[Source]

So? What of the mob spitting beer-soaked disdain in his direction?

"I can't really control what they're saying. It's their opinion,'' he says. "But when I came here I really took over as captain when the team was at the lowest of the low. Maybe a lot of people forget that the team was out of the playoffs. They didn't really have anybody as a leader. Joe was young and he was one of the best players in the league, but as a leader maybe he wasn't as good. When you look at what's happened in the last four years, where the team went from five years ago, four years ago, to where we are now, I think we are going in the right direction.''

"Joe," of course, is former Bruins captain Joe Thornton. Like Chara, Jumbo Joe shouldered a terribly heavy mantle of expectations when that "C" was stitched onto his sweater. Apparently, that's the only thing they share.

"I think Joe and I are totally two different people. I know Joe a little bit but I think a lot of things are different as far as my training, diet and the way I work out...the way I act with the guys,'' he says.

It's understandable Chara would put distance between himself and his predecessor.

More of Mary Paoletti's 1-on-1 interview with Zdeno Chara.

The trade of the team's leading scorer was an ugly move for the then-struggling Bruins, summed up well by the talented center's departing words. "We haven't been winning. Whose fault is that? I'm not sure," the blindsided Thornton blustered, "but I'm out of here so it must be mine."

It's no secret that the individual stock of a player can rise and fall with his team's record. For a captain, it's unavoidable. Especially in light of the B's historic and humiliating loss to Philly.

[Data records]
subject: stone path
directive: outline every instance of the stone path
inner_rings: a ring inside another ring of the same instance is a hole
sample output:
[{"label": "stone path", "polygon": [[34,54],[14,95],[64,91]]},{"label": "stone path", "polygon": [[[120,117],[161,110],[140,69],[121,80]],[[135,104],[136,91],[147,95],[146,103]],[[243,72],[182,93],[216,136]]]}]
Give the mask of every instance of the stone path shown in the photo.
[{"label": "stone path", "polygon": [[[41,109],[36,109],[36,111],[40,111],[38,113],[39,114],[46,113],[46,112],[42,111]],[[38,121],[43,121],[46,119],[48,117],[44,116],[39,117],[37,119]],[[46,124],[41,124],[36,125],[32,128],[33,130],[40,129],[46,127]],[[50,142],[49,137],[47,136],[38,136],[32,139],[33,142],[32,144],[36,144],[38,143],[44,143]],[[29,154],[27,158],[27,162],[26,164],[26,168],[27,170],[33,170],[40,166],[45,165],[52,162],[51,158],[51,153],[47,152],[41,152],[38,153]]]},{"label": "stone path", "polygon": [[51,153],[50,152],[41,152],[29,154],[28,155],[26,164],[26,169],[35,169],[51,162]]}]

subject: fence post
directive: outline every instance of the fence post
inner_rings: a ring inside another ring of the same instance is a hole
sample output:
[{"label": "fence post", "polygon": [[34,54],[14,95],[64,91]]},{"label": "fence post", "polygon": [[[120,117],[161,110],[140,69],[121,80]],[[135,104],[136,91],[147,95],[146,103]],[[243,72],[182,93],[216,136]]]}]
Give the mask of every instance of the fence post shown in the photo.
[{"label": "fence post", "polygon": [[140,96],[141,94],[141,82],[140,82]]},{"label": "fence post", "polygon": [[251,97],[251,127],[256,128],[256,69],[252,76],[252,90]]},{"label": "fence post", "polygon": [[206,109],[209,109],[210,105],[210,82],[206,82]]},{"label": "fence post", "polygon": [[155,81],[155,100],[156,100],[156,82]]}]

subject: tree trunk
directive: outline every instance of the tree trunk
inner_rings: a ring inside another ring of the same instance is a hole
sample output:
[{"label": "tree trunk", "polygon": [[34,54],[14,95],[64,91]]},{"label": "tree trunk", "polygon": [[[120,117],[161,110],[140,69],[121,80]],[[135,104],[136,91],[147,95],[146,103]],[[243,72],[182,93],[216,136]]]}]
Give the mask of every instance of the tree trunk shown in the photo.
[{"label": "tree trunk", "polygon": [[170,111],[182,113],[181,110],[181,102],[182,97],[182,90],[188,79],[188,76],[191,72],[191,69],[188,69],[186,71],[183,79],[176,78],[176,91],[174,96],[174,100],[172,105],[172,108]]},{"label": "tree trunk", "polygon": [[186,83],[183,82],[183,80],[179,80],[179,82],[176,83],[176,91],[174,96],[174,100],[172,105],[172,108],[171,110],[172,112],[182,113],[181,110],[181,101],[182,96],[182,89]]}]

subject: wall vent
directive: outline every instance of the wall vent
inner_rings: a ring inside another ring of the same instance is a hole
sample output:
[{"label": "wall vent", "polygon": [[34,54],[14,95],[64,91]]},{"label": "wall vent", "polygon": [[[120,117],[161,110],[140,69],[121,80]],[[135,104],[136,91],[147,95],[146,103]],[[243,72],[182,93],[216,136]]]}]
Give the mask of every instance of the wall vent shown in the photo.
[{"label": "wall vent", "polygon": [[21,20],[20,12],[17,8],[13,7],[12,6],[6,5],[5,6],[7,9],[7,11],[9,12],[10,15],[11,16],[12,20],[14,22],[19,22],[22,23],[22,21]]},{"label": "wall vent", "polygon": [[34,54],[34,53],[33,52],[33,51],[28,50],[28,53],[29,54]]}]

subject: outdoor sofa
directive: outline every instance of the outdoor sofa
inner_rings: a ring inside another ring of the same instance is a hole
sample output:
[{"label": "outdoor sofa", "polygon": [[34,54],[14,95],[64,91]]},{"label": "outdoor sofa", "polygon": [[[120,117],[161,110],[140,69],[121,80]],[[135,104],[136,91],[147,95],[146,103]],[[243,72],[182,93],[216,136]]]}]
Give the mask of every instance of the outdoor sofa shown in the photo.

[Exercise set]
**1.** Answer these questions using the passage on Zdeno Chara.
(a) According to Chara, what two things were true of the team when he took over as captain?
(b) Who is the "Joe" that Chara mentions?
(c) Which loss does the passage name in its last paragraph?
**2.** Turn the paragraph from the passage on Zdeno Chara that begins "I can't really control" into a short bulleted list of the points Chara makes.

[Answers for this exercise]
**1.**
(a) The team was out of the playoffs, and it didn't really have anybody as a leader.
(b) Former Bruins captain Joe Thornton.
(c) The B's historic and humiliating loss to Philly.

**2.**
- He can't control what people are saying; it's their opinion.
- He took over as captain when the team was at its lowest and out of the playoffs.
- At that time the team didn't really have a leader.
- Joe was young and one of the league's best players, but maybe not as good a leader.
- Given where the team has gone over the last four years, he thinks it is heading in the right direction.